## What you should do
Extend the interview about poetry and Irish literature below, carrying it on from its last passage.

## Document text

.....

11. Do you think the very large amount of remains from neolithic periods (the highest in the world) in Ireland has shaped in the literature and psyche of the country?

Ireland is old and proud of it.


12. Tell us a bit about representing Ireland in New York City at a poetry event please? did being Irish give you extra status?


It was myself and a few other well know ‘Performance poets’ sent over by Culture Ireland and we had a good aul time. Yes it did, Americans loved me and found me to be everything they dreamed I would be.


13.  
Do you feel Aosdana is the best use of the Irish governments limited funds to promote the arts or do you think the money could be better spent in another way? No they should give it all to Dave Lordan and me. We will then start up The Mystic underdog, visionary school of excellence in the arts of Poetry, song, dance, magic, trance, Hierophany and Fragism.


14. OK this is a rude question so ignore or tell me off if you want to-in Savage Detective Roberto Bolano suggested one of the reasons men in Mexico City where the novel is set read at poetry workshops was to meet women who were looking for someone with the sensitive tortured soul of a poet-is Bolano just nuts when he said poetry workshops were a great way to meet women?


There are usually more woman then men at poetry workshops, so you’ll defiantly meet woman at them.  





15. William Butler Yeats said in "The Literary Movement"-- "“The popular poetry of England celebrates her victories, but the popular poetry of Ireland remembers only defeats and defeated persons”. I see a similarity of this to the heroes of the Philippines. American heroes were all victors, they won wars and achieved independence. The national heroes of the Philippines were almost all ultimately failures, most executed by the Spanish or American rulers. How do you think the fact Yeats is alluding too, assuming you agree, has shaped Irish literature

England had a lot more victories to celebrate and we had more defeats. But he is wrong about that, because Ireland never shuts up about heroes and victories, just ask Ray Houghton( He, who stuck a ball in the English net)


16.   in he same vein, if instead of being an artist suffering for her or his craft, a writer is rich and on the BBC does that make him less or more interesting, less or more authentic?

A writer who Is rich and on the BBC, may just be suffering more than most. I find the rich and poor to be as interesting as each other. If you’re Authentic, you’re authentic.

17. Do you think poets have a social role to play in contemporary Ireland or are they pure artists writing for themselves and a few peers? 

They do if they choose to. All artists make art for themselves and for others, this is obvious. I believe in the poet as a seer, shaman, magical world shaper, wouldn’t it be interesting if more poets did?

18. "To creative artists may have fallen the task of explaining what no historian has fully illuminated – the reason why the English came to regard the Irish as inferior and barbarous, on the one hand, and, on the other, poetic and magical."-is this right? Kiberd, Declan (2009-05-04). Inventing Ireland (p. 646).

Who is Declan Kiberd and why do love him so much? By the English, he seems to be talking about, the overlords in the palace and parliament, they see everyone as inferior and barbarous. As for the English people as a whole, I can’t speak for them, but doubt this to be true. (Response added by Mel u-Declan Kiberd is the author of Inventing Ireland: The Literature of the Modern Nation. He takes a post-colonial approach to Irish literature that is compatible with my readings in post colonial-Asian literature and he puts literature in perspective so one who with no formal training in the area can understand the background a bit. His book is sort of informing how I am looking at a lot of Irish lit for this month-of course no one has all the answers.)

.....

## Data section
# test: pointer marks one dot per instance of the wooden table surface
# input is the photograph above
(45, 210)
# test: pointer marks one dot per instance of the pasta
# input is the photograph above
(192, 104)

.....

## Reply to the task
19. Do you think Irish Travellers should be granted the status of a distinct ethnic group and be given special rights to make up for past mistreatment? Are the Travellers to the Irish what the Irish were once to the English? I became interested in this question partially through reading the short stories of Desmond Hogan.


They should if that’s what they want. I think it’s up to Travellers to say what they want, not me. I’d fully support them if that’s what they want to do. No, I don’t think they are to the Irish, what we were to the English. There’s defiantly a negative or stereotypical view of Travellers from certain sections of Irish society. In saying that, there are travellers who, act in certain ways that reinforce that view, eg the movie Knuckle, this happens with in the working/lower class background that I come from as well.    


20.  Ok probably this is really naive question, who is young Arthur?



Arthur Rimbaud, the great, French Poet.



  1. tell us about your partnership in Electric Picnic please?

    I think you mean my partnership in Droppin the act with Dave Lordan? Electric picnic id a festival.  Droppin The Act is a performance poetry Duo. We’re experimenting in and broadening the art of performance poetry in Ireland. We’re bringing the Hierophany to the people. You can google us!


22. if you could have dinner and talk to three writers no longer living, who would they be and why?

William Blake and Walt Whitman because we’re of the same ilk and Shakespeare because he is!

23. If you were to be given the option of living anywhere besides Ireland where would you live?

I don’t know I’ve not visited enough places yet to make an informed decision.

24. If you could time travel for 30 days (and be rich and safe) where would you go and why?

The future, to see what we’ve become.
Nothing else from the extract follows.